→ **The exercise**
Scale the data from its start through the line holding "x=397, y=295", inclusive, by repeating only those lines, requests included, with each answer coordinate multiplied by 1.15 and rounded to a whole number, halves up, and every number in the requests left as is. Leave the pictures out.

Some records:
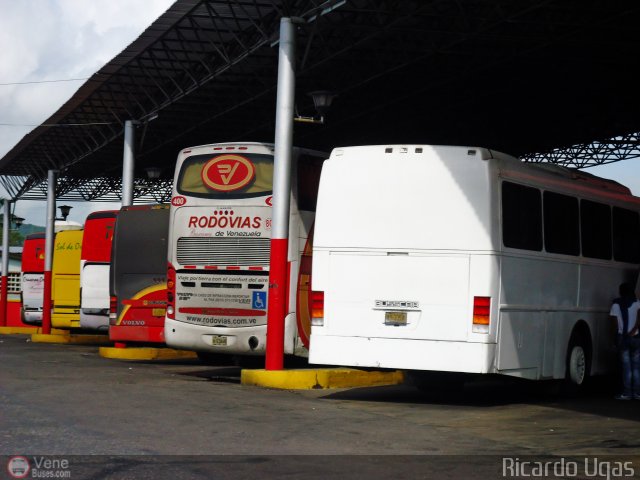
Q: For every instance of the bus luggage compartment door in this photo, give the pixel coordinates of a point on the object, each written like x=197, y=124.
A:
x=397, y=295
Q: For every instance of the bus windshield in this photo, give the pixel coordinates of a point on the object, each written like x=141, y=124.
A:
x=226, y=175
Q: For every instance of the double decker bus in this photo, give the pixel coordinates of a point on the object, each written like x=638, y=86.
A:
x=137, y=277
x=94, y=270
x=219, y=248
x=463, y=259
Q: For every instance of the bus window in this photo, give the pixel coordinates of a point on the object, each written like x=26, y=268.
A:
x=309, y=169
x=522, y=217
x=595, y=228
x=217, y=176
x=561, y=224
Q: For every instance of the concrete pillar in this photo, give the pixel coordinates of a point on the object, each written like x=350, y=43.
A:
x=128, y=163
x=49, y=239
x=278, y=282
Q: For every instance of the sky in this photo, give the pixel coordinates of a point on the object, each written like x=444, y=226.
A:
x=44, y=40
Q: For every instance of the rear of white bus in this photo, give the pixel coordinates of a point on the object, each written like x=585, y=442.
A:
x=405, y=273
x=219, y=246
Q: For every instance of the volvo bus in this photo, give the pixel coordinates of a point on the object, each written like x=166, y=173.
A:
x=137, y=277
x=65, y=280
x=94, y=270
x=463, y=259
x=219, y=248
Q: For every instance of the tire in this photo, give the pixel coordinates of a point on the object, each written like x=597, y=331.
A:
x=578, y=362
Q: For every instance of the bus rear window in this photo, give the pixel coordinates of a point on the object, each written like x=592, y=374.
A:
x=226, y=175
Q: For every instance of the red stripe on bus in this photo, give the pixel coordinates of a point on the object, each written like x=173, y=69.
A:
x=230, y=312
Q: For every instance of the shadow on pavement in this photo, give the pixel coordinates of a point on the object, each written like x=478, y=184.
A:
x=490, y=391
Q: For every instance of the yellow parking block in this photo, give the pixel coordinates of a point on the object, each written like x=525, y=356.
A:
x=145, y=353
x=64, y=336
x=306, y=379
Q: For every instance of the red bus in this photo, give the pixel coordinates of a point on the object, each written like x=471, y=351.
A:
x=32, y=288
x=138, y=275
x=94, y=270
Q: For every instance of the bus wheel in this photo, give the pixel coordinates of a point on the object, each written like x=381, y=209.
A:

→ **Problem solution**
Q: For every instance of the bus luggage compartment door in this photo, give the pixel coordinates of a point on the object, each written like x=197, y=124.
A:
x=457, y=339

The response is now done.